Items from a data source:
------

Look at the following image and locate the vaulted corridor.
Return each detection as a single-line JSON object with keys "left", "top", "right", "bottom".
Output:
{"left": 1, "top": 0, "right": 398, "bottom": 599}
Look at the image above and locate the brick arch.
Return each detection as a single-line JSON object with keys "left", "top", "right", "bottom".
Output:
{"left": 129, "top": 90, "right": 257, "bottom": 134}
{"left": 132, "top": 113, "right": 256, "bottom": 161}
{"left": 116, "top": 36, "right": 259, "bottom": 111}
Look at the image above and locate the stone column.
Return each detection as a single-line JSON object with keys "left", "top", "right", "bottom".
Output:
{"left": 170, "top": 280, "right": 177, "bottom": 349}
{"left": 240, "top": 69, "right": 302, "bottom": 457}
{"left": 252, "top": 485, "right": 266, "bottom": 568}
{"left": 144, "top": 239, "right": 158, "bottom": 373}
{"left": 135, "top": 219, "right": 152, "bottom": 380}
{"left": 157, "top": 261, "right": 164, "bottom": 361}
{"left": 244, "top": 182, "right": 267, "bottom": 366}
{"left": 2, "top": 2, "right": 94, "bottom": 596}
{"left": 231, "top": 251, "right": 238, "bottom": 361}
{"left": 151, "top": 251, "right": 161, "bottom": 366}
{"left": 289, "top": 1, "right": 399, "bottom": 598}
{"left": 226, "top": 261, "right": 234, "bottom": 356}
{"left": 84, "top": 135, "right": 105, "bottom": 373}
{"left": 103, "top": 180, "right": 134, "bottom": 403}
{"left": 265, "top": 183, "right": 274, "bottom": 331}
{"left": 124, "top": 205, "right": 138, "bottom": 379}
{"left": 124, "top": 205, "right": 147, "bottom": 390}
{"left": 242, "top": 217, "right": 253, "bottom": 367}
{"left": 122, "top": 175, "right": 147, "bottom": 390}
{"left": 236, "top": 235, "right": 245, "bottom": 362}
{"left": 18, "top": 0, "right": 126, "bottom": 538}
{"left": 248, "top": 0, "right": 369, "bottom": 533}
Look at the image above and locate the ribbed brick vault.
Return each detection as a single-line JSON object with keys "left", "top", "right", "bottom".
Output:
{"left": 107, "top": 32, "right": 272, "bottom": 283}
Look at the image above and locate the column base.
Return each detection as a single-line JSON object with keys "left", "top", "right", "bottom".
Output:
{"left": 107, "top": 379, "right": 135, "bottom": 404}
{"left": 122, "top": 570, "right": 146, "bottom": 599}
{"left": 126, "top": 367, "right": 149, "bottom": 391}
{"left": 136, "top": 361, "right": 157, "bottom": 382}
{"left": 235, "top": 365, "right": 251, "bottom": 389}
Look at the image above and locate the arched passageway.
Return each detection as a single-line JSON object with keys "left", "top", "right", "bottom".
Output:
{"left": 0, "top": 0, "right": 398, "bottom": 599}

------

> [Work to complete]
Copy out the records once more, exactly as they are written.

> [Task response]
Look at the following image and locate the vaulted corridor.
Return each detection as a single-line JSON object with keys "left", "top", "right", "bottom".
Output:
{"left": 1, "top": 0, "right": 398, "bottom": 599}
Look at the image above and locate the brick arch.
Return each detection as a single-line JSON object with keys "left", "top", "right", "bottom".
Output:
{"left": 129, "top": 90, "right": 257, "bottom": 134}
{"left": 132, "top": 113, "right": 256, "bottom": 161}
{"left": 116, "top": 36, "right": 259, "bottom": 111}
Look at the image above and locate the stone column.
Return each detection as a single-line JSON object with keys "left", "top", "right", "bottom".
Output:
{"left": 170, "top": 280, "right": 177, "bottom": 349}
{"left": 240, "top": 69, "right": 302, "bottom": 457}
{"left": 252, "top": 485, "right": 266, "bottom": 568}
{"left": 144, "top": 239, "right": 158, "bottom": 373}
{"left": 135, "top": 219, "right": 152, "bottom": 380}
{"left": 157, "top": 261, "right": 164, "bottom": 361}
{"left": 244, "top": 182, "right": 267, "bottom": 366}
{"left": 2, "top": 2, "right": 94, "bottom": 596}
{"left": 231, "top": 251, "right": 238, "bottom": 361}
{"left": 151, "top": 251, "right": 161, "bottom": 366}
{"left": 289, "top": 1, "right": 399, "bottom": 598}
{"left": 226, "top": 261, "right": 234, "bottom": 356}
{"left": 84, "top": 135, "right": 105, "bottom": 373}
{"left": 103, "top": 180, "right": 134, "bottom": 403}
{"left": 265, "top": 183, "right": 274, "bottom": 331}
{"left": 124, "top": 205, "right": 138, "bottom": 379}
{"left": 124, "top": 205, "right": 147, "bottom": 390}
{"left": 242, "top": 217, "right": 253, "bottom": 367}
{"left": 122, "top": 175, "right": 147, "bottom": 390}
{"left": 236, "top": 235, "right": 245, "bottom": 362}
{"left": 18, "top": 0, "right": 126, "bottom": 538}
{"left": 248, "top": 0, "right": 369, "bottom": 533}
Look at the image above and locate the ribbed brick vault.
Return each detection as a single-line JSON object with keys "left", "top", "right", "bottom".
Output:
{"left": 107, "top": 32, "right": 272, "bottom": 283}
Look at the image above and locate the column base.
Return each detection as a single-line JSON object with keys "left", "top", "right", "bottom".
Output:
{"left": 107, "top": 379, "right": 135, "bottom": 404}
{"left": 122, "top": 570, "right": 146, "bottom": 599}
{"left": 126, "top": 367, "right": 149, "bottom": 391}
{"left": 136, "top": 361, "right": 157, "bottom": 382}
{"left": 235, "top": 365, "right": 251, "bottom": 389}
Look at the image above and locate the arched passageway.
Return each detection as a single-line JSON object with keys "left", "top", "right", "bottom".
Output:
{"left": 0, "top": 0, "right": 398, "bottom": 599}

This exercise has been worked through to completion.